## What you should do
Copy out, unchanged, every line in the material below that contains the string "liquid".

[Begin]

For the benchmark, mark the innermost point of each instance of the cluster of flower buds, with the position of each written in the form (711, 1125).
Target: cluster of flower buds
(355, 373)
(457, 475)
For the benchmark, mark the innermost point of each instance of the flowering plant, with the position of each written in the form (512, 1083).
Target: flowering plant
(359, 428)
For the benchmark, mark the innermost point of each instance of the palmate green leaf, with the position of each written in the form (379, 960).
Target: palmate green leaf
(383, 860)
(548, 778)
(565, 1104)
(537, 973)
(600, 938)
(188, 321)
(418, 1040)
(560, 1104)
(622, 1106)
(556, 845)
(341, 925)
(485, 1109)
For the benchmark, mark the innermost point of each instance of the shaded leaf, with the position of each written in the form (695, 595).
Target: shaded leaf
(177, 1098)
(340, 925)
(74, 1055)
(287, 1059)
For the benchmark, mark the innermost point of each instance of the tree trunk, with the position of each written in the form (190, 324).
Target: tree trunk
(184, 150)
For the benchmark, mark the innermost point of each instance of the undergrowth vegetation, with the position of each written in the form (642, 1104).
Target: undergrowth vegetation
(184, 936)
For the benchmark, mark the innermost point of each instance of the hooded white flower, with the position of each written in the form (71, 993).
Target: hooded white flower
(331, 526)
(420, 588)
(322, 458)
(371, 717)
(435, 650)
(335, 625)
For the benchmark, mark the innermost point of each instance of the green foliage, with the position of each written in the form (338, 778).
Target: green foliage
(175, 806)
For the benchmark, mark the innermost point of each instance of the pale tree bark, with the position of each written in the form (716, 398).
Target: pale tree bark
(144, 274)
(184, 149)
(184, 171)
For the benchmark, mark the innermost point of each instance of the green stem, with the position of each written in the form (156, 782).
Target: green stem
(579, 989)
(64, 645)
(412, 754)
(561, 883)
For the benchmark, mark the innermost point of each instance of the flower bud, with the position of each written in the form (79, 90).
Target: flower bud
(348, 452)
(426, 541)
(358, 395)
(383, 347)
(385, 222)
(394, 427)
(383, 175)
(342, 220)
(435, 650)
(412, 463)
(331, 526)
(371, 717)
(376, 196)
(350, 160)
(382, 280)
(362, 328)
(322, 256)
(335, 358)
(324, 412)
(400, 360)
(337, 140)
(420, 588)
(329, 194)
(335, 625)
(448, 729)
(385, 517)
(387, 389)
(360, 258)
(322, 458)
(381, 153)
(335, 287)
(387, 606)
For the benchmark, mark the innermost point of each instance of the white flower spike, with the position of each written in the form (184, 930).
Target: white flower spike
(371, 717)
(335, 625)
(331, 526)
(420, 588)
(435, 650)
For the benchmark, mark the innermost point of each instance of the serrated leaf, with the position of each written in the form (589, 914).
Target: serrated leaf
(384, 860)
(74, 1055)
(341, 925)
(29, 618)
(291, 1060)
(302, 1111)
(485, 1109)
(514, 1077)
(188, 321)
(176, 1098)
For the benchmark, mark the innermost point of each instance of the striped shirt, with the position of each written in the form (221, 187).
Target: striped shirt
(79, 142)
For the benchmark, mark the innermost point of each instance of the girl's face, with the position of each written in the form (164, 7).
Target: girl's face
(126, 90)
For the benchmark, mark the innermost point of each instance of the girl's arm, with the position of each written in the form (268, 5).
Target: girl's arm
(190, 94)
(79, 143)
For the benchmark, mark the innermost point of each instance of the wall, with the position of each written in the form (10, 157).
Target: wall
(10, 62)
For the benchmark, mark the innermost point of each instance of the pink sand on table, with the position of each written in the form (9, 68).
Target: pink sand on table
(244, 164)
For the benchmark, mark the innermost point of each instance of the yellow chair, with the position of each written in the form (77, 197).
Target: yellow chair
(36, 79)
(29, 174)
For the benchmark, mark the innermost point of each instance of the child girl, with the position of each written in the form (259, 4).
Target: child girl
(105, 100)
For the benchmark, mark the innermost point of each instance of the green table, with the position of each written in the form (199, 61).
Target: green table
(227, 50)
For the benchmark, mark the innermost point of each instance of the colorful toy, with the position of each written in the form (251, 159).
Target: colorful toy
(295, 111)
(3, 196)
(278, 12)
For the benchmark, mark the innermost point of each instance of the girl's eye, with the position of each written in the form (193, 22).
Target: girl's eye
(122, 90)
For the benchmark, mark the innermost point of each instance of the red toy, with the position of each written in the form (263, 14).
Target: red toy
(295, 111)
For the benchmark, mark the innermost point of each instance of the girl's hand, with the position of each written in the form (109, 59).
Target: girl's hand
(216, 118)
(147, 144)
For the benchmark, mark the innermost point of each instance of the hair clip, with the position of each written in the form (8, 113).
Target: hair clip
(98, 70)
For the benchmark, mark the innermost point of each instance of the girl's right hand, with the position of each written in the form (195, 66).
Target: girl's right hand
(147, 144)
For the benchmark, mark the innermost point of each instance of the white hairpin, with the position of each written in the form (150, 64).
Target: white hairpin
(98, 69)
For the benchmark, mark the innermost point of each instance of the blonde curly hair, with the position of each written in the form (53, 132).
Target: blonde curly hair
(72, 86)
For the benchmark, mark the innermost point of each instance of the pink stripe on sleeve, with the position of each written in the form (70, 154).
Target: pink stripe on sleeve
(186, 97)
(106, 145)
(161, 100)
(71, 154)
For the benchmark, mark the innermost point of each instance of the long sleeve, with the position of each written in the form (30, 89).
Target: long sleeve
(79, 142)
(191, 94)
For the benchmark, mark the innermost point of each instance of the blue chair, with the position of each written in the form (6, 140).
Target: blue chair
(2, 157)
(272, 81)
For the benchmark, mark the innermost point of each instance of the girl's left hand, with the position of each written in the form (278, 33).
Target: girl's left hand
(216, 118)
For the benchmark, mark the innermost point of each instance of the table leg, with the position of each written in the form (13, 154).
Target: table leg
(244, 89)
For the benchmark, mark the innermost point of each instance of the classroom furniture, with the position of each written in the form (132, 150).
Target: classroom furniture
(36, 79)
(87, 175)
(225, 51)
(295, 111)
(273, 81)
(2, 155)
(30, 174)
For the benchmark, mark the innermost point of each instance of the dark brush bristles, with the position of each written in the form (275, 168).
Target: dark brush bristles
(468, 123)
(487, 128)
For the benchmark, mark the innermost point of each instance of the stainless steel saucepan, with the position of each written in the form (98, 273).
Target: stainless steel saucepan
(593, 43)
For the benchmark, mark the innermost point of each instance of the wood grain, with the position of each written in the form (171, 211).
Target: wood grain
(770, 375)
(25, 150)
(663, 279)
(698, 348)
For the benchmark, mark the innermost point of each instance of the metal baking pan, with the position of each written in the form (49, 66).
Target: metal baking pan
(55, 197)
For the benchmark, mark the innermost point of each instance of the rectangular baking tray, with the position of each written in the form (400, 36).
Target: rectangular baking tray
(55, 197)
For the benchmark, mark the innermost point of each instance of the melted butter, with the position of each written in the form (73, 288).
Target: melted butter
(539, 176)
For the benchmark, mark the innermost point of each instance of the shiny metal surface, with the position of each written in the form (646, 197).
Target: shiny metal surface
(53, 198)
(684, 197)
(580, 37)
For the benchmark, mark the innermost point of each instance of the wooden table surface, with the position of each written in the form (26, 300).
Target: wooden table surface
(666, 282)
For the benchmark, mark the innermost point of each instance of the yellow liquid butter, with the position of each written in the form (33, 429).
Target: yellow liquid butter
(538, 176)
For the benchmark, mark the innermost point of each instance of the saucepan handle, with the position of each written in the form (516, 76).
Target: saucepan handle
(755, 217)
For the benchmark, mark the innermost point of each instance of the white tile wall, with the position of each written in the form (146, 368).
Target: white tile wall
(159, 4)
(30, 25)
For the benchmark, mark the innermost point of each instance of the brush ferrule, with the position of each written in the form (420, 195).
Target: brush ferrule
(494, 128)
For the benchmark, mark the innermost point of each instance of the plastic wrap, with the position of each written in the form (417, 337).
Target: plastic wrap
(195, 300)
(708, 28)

[End]
[Begin]

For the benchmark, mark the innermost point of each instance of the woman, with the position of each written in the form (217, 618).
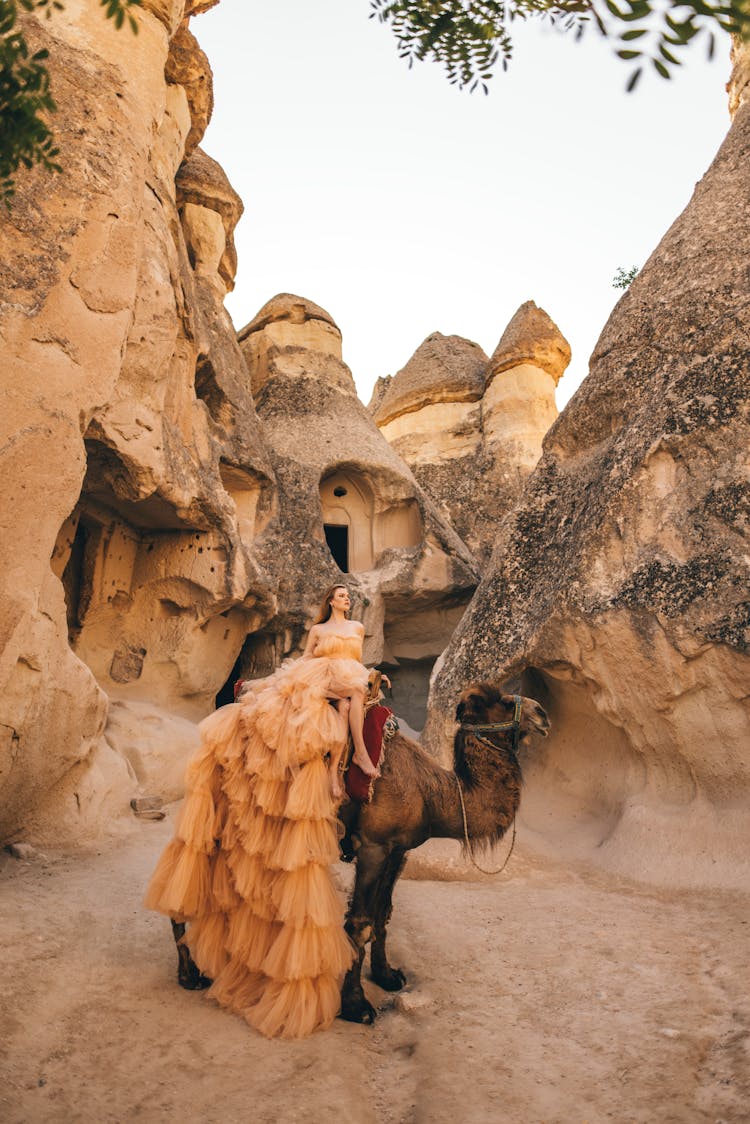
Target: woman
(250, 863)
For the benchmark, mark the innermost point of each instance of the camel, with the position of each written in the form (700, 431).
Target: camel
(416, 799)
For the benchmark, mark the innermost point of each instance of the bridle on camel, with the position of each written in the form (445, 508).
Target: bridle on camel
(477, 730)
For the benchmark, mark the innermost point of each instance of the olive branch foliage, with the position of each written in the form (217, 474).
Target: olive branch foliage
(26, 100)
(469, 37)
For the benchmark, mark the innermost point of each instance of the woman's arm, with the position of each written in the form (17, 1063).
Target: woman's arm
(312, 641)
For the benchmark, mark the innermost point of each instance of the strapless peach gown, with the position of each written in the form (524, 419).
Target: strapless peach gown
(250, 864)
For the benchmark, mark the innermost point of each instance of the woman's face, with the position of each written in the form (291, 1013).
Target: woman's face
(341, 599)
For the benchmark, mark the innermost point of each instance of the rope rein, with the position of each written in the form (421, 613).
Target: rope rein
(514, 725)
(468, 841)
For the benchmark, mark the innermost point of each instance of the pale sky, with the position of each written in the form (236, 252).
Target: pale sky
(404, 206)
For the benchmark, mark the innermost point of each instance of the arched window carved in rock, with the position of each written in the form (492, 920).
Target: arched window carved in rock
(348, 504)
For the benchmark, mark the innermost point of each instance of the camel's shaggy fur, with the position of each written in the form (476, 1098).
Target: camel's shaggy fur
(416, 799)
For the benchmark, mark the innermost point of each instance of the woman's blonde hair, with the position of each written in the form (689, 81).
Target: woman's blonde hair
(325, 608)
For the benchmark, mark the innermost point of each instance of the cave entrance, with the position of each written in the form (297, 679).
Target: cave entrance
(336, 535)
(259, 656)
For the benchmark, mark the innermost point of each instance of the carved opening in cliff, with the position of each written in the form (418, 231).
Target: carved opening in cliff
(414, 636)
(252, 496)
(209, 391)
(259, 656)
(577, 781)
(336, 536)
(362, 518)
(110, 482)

[End]
[Begin]

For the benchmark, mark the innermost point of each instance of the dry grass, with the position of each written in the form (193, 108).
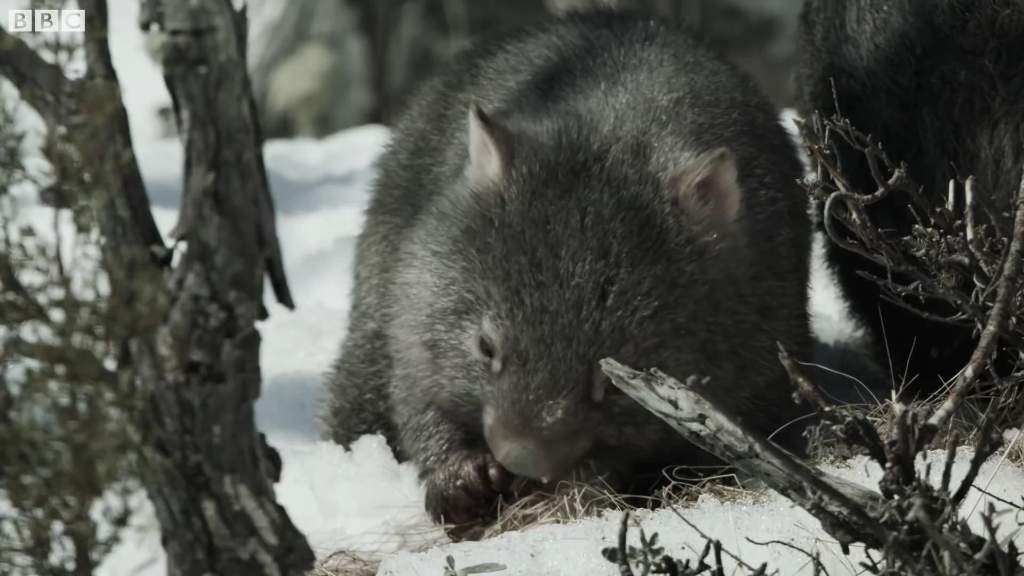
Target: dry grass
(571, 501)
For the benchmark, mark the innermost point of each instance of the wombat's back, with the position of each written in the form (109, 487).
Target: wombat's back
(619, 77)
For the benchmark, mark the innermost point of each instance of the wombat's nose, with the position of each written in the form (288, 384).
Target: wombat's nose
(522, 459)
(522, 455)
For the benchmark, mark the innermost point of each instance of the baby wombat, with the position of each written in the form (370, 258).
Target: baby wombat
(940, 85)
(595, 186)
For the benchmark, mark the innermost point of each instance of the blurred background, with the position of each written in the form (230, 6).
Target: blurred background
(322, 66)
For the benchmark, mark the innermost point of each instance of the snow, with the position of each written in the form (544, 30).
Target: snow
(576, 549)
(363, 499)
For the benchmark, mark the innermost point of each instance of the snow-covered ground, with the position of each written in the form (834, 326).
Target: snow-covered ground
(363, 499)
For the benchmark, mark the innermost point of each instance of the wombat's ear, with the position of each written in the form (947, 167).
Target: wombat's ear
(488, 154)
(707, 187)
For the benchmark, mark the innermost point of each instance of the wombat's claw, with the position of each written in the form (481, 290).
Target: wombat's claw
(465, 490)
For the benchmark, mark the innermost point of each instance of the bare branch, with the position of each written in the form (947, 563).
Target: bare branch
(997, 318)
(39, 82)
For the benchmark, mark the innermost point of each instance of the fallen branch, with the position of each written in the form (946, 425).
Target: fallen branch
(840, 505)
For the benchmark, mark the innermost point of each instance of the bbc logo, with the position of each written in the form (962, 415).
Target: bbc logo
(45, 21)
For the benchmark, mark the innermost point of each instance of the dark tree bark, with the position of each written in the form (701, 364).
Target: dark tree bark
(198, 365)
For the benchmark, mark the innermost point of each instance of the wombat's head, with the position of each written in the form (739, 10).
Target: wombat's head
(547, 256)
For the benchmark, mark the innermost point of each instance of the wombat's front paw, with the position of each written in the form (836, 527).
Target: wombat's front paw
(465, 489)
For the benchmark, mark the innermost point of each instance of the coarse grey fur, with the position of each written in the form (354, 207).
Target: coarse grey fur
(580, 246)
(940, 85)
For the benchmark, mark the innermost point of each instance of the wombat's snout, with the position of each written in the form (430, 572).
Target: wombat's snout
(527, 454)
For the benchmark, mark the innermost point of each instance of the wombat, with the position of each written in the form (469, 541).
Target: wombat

[End]

## Answer to this task
For the benchmark, mark the innermost point of each instance of the yellow liquid butter, with the position of each written in the form (33, 429).
Target: yellow liquid butter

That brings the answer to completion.